--- Start of STORED RECORDS ---

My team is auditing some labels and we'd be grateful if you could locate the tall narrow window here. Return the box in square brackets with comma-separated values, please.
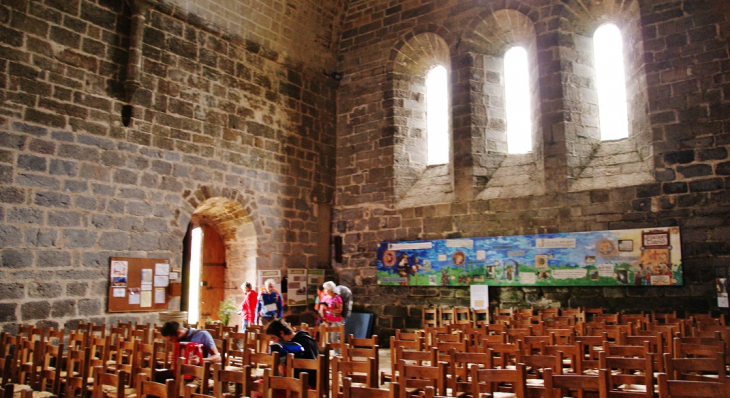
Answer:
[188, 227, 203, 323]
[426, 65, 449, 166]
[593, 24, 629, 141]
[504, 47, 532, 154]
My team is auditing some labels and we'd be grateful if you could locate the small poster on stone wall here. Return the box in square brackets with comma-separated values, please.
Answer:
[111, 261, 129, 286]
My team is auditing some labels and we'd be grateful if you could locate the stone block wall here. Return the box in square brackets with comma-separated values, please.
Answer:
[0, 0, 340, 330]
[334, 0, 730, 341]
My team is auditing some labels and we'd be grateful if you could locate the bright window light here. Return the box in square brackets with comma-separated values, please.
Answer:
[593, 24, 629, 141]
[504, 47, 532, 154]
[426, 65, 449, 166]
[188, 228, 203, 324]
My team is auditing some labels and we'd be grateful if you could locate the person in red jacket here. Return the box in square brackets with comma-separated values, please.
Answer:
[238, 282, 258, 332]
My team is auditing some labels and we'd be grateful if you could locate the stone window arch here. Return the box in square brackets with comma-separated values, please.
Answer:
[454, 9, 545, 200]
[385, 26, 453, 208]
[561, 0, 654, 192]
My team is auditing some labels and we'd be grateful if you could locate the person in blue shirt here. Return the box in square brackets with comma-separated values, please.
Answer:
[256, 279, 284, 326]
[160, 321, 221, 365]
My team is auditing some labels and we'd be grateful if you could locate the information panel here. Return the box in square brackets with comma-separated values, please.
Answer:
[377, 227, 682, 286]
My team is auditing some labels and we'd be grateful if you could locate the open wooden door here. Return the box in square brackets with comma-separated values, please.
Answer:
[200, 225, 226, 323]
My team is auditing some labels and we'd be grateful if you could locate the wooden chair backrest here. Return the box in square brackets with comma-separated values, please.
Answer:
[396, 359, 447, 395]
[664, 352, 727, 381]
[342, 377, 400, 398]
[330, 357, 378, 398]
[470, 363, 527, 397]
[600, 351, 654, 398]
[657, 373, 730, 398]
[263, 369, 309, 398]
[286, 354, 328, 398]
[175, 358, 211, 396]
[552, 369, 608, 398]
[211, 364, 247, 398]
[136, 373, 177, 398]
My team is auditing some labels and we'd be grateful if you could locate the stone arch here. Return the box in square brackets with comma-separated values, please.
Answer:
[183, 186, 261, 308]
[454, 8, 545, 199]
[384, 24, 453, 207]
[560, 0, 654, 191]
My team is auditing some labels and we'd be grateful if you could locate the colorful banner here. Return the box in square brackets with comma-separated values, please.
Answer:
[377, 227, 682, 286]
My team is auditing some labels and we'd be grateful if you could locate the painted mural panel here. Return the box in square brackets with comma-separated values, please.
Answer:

--- End of STORED RECORDS ---

WHAT IS BEING ASKED – Rewrite the part of the data that opens with the line containing "locate the open" and closes with the line containing "[200, 225, 226, 323]", with both of those lines included, and keep every line as it stands except that each bounding-box coordinate is offset by 103. Reproduce only that part.

COMPLETE RESPONSE –
My team is auditing some labels and we'd be grateful if you could locate the open wooden door here. Return the box in square brackets with comma-separated values, please.
Answer:
[303, 328, 329, 426]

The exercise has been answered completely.